**Stated exercise**
Edit the records starting with the line that contains "Can you find the wall-mounted street" and going on through the line that contains "[244, 1015]". Swap "shrub" for "bush" and leave everything else the same.

**Dataset entries**
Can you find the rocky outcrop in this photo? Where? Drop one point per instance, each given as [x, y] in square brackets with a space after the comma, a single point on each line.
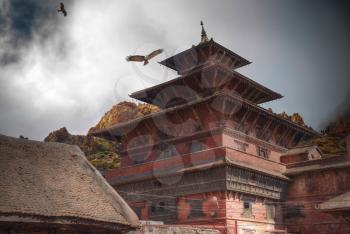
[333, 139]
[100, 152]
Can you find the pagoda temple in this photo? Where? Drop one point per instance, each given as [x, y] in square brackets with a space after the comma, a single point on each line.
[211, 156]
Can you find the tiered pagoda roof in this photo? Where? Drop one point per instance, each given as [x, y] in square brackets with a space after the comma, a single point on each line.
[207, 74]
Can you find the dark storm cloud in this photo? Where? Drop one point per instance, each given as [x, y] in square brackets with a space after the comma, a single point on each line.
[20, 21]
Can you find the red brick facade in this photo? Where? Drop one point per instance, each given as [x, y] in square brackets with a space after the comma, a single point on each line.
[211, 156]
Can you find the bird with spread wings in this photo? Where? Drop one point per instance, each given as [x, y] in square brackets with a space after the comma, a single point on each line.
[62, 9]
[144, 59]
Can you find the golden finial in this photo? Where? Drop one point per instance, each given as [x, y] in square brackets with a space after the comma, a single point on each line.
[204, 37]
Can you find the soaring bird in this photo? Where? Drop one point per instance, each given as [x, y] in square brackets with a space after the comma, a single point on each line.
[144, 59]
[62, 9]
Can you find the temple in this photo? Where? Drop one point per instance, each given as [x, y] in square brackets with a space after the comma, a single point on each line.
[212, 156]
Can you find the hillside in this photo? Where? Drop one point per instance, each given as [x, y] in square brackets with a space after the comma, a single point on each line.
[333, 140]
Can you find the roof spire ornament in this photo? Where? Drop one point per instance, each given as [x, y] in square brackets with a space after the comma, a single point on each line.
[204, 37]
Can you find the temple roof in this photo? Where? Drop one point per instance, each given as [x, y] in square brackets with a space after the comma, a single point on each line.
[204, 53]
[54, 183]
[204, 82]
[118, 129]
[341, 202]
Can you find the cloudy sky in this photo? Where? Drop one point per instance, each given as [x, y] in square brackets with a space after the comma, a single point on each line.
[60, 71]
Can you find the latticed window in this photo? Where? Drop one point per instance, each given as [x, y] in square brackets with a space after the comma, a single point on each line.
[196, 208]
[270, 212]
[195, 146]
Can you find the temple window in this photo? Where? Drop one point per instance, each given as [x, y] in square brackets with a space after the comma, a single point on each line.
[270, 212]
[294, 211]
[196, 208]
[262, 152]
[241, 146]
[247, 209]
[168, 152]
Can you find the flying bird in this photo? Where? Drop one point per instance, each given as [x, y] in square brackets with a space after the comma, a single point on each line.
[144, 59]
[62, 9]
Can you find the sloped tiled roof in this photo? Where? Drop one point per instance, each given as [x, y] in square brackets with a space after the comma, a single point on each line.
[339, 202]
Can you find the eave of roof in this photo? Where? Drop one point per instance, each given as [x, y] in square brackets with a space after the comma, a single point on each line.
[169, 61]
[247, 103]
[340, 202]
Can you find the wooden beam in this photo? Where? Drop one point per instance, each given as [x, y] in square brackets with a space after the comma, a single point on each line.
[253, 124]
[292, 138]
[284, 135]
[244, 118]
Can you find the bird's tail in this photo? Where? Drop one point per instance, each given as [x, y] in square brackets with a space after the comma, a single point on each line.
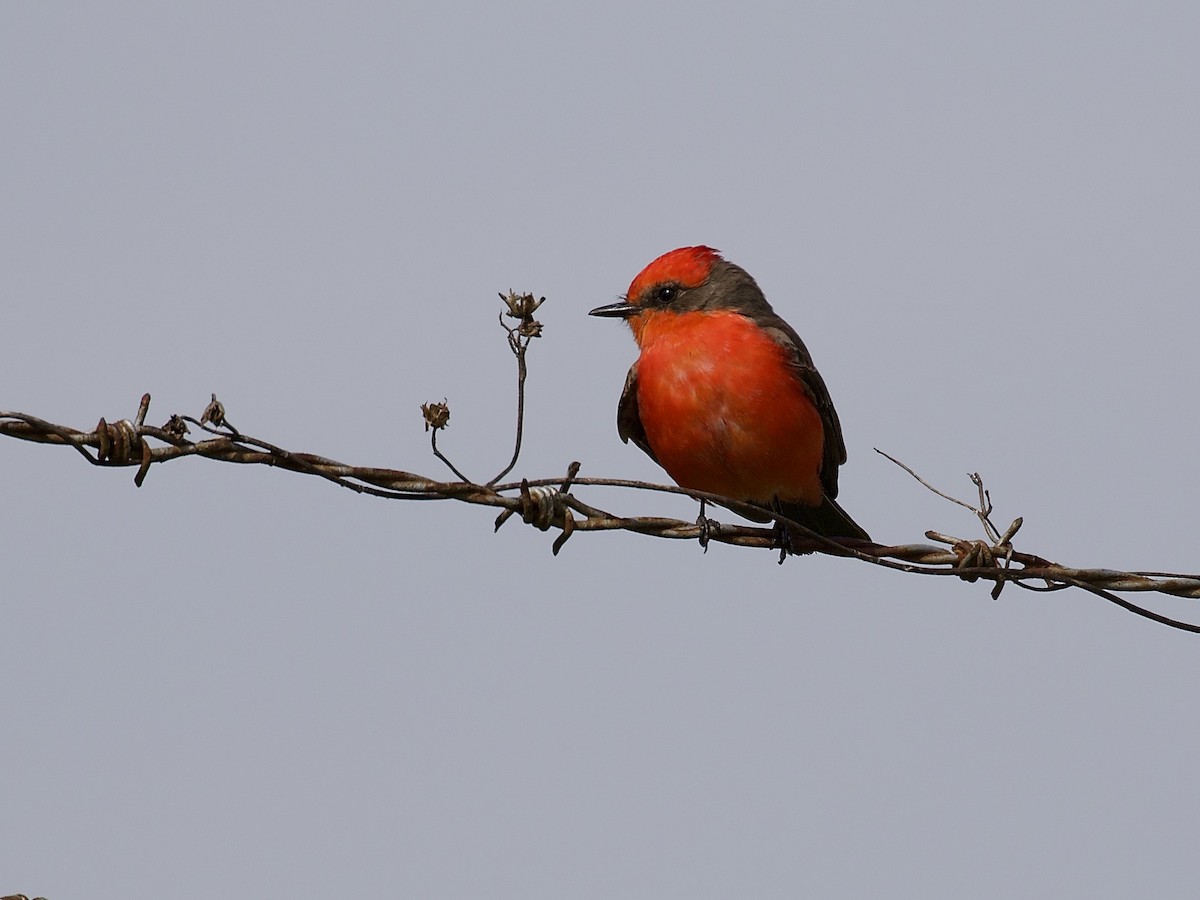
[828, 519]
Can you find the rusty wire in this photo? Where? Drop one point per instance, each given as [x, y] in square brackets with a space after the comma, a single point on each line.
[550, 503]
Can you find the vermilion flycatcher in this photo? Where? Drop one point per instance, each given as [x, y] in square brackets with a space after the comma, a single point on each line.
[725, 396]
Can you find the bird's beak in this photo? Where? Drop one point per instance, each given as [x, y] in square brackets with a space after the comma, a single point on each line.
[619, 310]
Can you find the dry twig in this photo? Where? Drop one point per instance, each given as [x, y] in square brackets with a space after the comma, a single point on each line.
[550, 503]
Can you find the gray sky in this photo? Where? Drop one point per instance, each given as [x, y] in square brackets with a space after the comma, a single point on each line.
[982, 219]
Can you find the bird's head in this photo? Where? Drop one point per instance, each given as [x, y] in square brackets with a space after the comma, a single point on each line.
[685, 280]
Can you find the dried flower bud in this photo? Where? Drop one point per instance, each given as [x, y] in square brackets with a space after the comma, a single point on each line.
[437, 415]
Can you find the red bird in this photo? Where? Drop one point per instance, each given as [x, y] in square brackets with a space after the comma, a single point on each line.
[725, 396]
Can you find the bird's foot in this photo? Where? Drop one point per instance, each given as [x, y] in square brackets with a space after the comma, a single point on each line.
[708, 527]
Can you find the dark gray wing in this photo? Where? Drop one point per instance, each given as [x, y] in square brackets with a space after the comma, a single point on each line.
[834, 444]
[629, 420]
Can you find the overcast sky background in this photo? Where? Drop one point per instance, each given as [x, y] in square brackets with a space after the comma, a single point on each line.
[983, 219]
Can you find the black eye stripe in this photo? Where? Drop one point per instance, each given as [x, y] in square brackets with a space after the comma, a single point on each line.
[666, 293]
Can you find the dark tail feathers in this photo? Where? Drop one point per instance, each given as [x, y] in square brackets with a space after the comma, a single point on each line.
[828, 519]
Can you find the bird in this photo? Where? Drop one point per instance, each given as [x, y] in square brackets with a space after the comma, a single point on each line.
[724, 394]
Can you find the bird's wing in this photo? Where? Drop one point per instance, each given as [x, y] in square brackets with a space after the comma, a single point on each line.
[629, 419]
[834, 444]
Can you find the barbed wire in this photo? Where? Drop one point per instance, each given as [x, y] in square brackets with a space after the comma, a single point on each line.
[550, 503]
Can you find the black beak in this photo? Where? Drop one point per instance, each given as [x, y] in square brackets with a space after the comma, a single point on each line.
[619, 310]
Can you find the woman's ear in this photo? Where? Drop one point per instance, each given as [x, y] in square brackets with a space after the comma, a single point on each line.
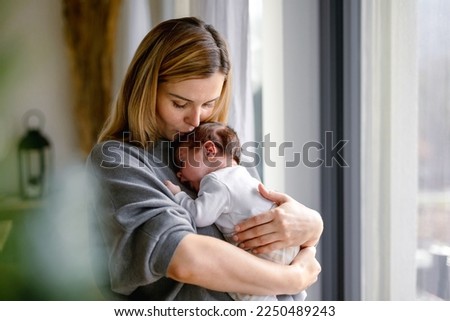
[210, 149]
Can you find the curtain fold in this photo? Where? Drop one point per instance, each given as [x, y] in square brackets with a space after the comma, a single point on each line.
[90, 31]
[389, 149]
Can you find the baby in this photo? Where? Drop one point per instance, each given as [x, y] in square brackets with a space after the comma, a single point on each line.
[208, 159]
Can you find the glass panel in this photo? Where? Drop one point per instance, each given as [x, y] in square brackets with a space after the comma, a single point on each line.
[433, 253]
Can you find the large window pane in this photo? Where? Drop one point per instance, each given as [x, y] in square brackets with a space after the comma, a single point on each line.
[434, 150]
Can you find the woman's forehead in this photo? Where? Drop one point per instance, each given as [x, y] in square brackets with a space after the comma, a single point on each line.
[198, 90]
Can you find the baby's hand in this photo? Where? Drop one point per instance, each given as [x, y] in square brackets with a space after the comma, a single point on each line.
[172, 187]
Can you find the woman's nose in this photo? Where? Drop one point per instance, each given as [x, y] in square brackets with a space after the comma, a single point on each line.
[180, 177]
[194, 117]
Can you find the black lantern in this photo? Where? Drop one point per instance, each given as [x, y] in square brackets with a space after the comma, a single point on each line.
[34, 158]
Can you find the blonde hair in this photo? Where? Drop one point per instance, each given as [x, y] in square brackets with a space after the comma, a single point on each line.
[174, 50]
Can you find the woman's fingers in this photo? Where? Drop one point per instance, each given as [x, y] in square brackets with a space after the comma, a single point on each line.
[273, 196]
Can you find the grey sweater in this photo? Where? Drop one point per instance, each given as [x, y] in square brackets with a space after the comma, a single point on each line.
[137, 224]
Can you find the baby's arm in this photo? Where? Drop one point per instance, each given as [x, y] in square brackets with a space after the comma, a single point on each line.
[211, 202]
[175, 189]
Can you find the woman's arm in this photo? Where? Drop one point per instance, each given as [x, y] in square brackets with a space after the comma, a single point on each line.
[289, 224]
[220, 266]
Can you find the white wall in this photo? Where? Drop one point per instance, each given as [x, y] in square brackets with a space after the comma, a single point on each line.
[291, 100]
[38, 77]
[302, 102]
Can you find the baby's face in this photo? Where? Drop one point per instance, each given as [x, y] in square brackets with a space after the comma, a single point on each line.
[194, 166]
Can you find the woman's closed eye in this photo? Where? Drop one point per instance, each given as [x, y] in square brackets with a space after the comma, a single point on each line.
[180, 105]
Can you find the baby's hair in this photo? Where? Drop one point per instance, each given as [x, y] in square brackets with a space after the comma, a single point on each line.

* * *

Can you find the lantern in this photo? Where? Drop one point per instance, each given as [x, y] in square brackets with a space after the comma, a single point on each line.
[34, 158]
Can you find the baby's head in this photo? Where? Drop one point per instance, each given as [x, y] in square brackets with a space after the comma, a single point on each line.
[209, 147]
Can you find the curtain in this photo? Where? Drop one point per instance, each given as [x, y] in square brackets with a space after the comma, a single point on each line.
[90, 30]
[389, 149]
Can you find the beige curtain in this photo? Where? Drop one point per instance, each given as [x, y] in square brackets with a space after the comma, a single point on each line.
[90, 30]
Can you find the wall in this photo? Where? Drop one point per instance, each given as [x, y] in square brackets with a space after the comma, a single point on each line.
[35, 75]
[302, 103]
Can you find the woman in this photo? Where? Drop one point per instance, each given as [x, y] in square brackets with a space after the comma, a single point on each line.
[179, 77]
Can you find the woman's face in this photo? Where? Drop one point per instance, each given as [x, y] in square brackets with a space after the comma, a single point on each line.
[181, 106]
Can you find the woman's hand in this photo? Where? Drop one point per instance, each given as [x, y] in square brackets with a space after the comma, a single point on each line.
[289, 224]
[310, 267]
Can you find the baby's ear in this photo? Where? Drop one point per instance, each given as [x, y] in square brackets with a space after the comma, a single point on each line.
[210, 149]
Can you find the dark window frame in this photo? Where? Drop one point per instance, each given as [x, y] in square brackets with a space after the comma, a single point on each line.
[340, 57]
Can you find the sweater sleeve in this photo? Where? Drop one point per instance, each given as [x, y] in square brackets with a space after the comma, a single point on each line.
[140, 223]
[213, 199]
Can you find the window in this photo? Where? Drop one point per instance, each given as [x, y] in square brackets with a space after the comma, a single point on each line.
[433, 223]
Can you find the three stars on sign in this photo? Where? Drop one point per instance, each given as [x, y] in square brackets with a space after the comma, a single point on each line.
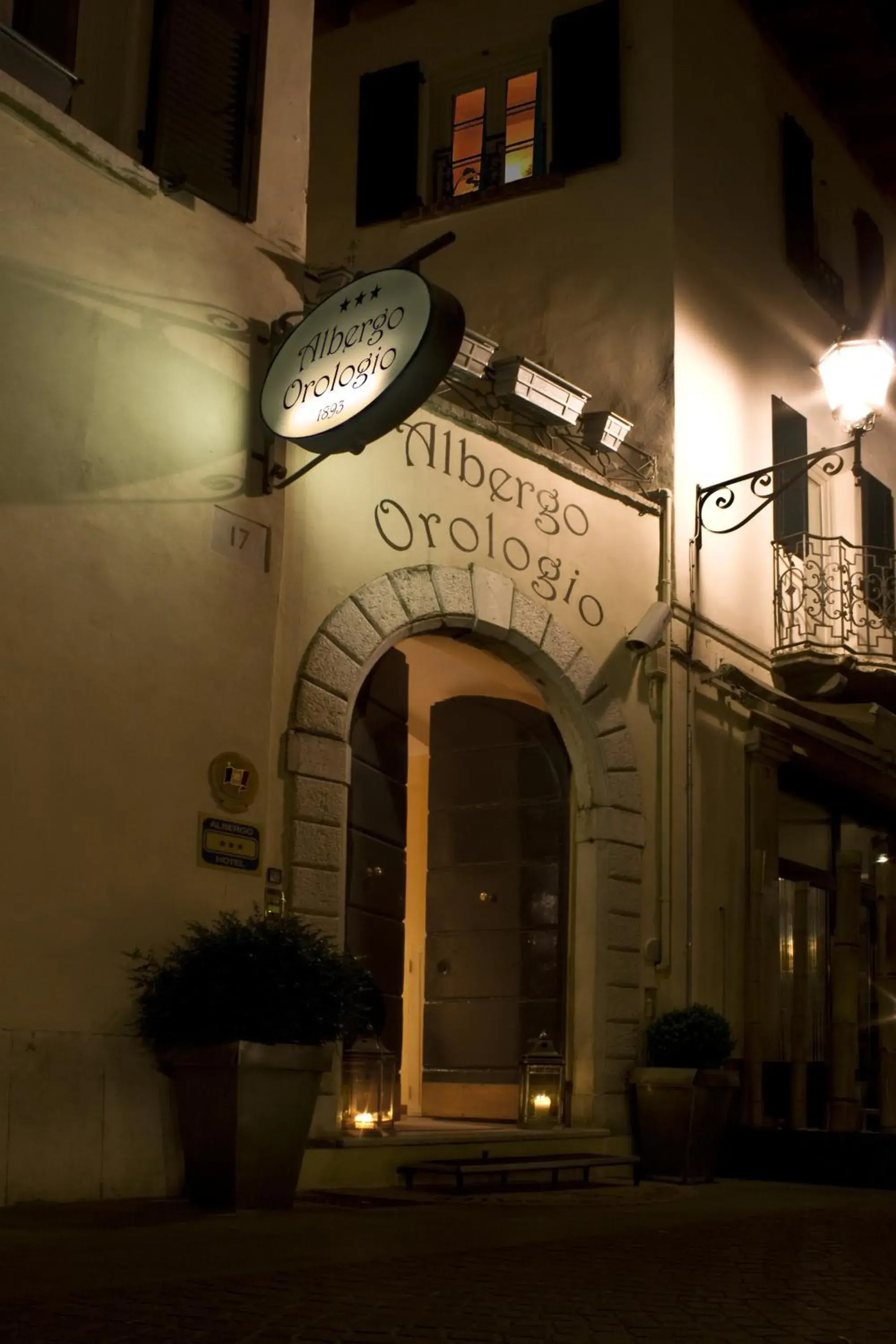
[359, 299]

---

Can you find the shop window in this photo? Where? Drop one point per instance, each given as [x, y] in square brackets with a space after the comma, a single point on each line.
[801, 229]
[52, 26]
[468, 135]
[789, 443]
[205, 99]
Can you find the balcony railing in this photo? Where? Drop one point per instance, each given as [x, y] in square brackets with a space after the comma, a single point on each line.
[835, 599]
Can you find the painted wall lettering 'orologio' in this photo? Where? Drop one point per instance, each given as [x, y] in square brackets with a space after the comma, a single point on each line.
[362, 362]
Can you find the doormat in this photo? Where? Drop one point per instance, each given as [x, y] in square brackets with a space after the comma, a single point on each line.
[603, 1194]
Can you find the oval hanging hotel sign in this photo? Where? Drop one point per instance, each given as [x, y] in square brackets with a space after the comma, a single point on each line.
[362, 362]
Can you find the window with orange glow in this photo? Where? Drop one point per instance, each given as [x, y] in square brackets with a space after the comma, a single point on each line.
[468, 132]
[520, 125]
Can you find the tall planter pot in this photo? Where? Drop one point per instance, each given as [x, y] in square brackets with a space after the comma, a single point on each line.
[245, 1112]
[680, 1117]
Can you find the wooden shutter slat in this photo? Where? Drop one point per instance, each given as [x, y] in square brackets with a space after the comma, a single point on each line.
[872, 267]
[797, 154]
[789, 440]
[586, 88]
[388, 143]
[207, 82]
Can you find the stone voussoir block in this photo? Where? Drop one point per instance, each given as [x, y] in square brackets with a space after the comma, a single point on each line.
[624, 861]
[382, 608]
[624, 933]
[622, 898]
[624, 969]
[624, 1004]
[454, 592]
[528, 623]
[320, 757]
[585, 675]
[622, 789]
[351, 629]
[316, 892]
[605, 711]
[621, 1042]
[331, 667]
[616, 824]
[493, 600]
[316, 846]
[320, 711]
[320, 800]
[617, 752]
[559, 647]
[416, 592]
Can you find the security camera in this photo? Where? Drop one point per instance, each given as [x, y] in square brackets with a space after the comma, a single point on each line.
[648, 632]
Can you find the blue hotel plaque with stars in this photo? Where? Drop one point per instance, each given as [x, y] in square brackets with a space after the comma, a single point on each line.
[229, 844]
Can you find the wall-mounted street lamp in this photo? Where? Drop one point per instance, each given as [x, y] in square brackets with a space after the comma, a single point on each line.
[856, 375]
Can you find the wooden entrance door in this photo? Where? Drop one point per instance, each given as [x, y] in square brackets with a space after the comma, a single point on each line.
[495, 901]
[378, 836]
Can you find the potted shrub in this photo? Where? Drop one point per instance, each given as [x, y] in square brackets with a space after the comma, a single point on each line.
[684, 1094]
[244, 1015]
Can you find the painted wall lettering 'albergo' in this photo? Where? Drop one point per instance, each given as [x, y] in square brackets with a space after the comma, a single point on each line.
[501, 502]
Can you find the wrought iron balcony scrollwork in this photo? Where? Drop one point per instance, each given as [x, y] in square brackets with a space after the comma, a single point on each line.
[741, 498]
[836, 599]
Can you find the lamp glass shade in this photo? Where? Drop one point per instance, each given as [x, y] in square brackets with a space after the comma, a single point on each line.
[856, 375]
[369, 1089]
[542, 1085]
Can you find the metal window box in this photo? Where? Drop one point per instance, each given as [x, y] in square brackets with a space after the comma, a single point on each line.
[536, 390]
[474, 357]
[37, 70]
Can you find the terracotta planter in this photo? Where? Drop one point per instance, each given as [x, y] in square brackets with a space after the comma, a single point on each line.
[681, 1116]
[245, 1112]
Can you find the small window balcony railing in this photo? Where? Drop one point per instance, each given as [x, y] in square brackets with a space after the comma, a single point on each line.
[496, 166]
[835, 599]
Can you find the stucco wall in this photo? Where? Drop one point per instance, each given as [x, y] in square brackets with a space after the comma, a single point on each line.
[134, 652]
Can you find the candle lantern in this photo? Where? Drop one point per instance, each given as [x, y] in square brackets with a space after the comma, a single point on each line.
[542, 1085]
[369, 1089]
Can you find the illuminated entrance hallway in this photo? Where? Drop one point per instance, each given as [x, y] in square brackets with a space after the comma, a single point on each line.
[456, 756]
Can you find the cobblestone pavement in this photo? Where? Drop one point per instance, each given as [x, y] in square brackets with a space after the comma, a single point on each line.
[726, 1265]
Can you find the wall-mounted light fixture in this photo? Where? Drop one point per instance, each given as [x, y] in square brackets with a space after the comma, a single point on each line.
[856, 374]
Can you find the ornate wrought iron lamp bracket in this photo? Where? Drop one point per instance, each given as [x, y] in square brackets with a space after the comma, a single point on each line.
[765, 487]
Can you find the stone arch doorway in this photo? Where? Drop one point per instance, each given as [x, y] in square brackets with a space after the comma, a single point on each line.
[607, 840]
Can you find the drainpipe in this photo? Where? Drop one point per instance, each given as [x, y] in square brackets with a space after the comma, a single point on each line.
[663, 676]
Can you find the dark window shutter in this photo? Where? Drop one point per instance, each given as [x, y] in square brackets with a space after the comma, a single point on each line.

**Answer below**
Can you find the wall-mounted street lamp in this photo? Where? Drop one point per instance, each given as [x, y] in square brackets with a space after the comma, a single point on each line.
[856, 375]
Can you find the wooden entrance door in this photo? Where? Drop one point per instance, each given as [x, y] in square brackets with a space after the comma, a single point on each line.
[495, 901]
[378, 836]
Can you find the potted bush in this photo? Where? Drop one point per instance, each given as [x, y] in square brackets with a space after the comma, a single point on each line.
[684, 1094]
[244, 1015]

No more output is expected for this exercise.